- [Task directions]
In the records below, start at the line containing "of the aircraft" and continue through the line containing "(1294, 500)". Render those lines as a numbered list, omitting any blank lines.

- [Given information]
====

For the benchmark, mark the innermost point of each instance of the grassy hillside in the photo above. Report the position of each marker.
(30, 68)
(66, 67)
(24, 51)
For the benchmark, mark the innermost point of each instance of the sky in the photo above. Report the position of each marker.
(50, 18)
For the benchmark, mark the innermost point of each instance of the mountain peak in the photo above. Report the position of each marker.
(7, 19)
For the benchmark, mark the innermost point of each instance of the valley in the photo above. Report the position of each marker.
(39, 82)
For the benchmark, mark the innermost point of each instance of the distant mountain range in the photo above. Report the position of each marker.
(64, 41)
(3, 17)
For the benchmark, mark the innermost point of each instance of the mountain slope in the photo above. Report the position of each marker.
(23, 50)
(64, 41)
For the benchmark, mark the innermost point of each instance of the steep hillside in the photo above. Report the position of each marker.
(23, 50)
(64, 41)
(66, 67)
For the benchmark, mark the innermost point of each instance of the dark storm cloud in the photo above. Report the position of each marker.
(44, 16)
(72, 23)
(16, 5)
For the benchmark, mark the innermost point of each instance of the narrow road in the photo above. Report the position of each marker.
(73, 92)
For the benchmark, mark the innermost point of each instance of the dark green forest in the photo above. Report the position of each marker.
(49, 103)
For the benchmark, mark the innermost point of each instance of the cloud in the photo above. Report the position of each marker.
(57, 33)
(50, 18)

====

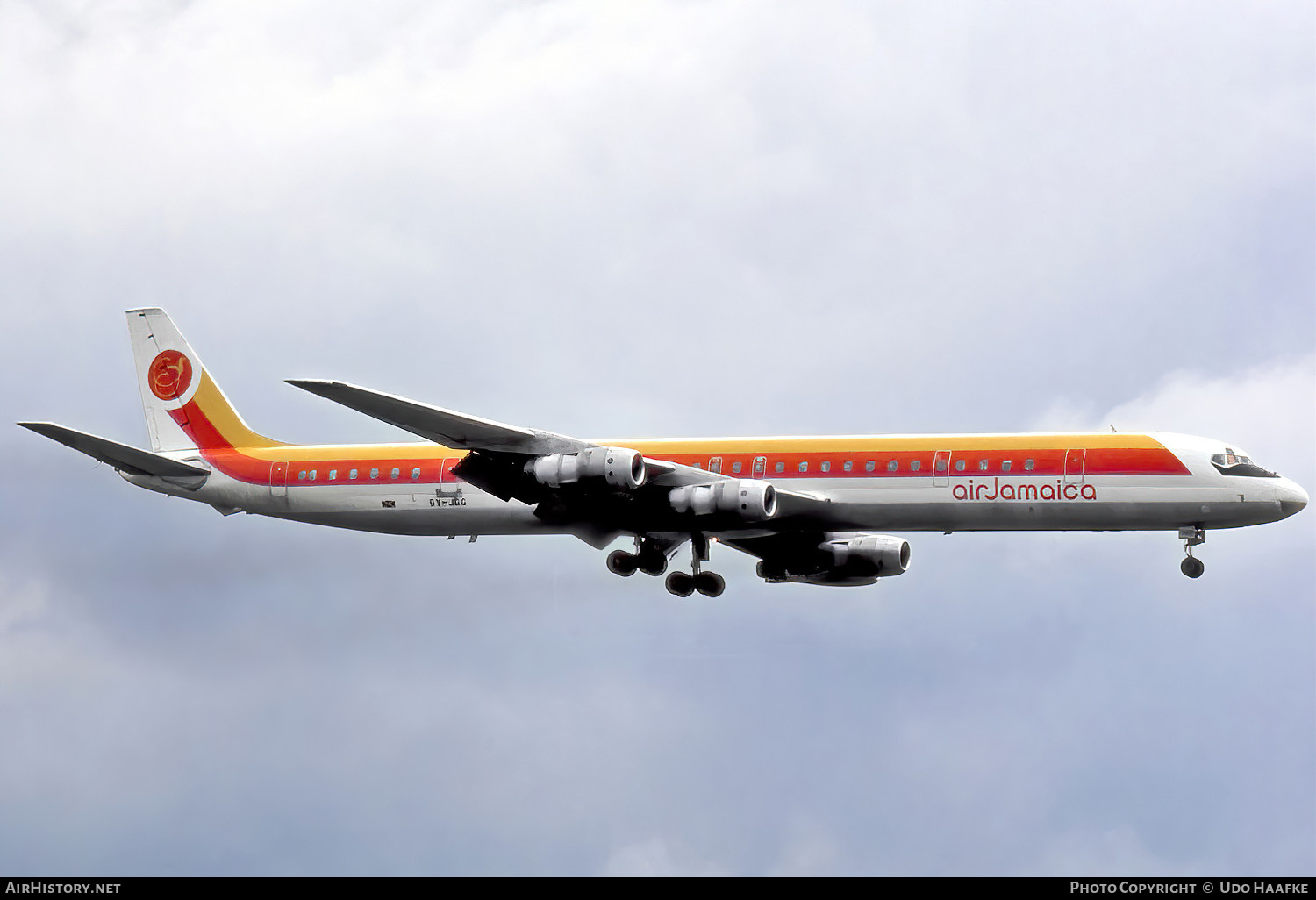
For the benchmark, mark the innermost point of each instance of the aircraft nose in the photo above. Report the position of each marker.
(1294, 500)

====

- [Written answer]
1. For the benchmark, mark the innermost point of each instance of the aircraft nose in the photo above. Report the position of each marker.
2. (1294, 500)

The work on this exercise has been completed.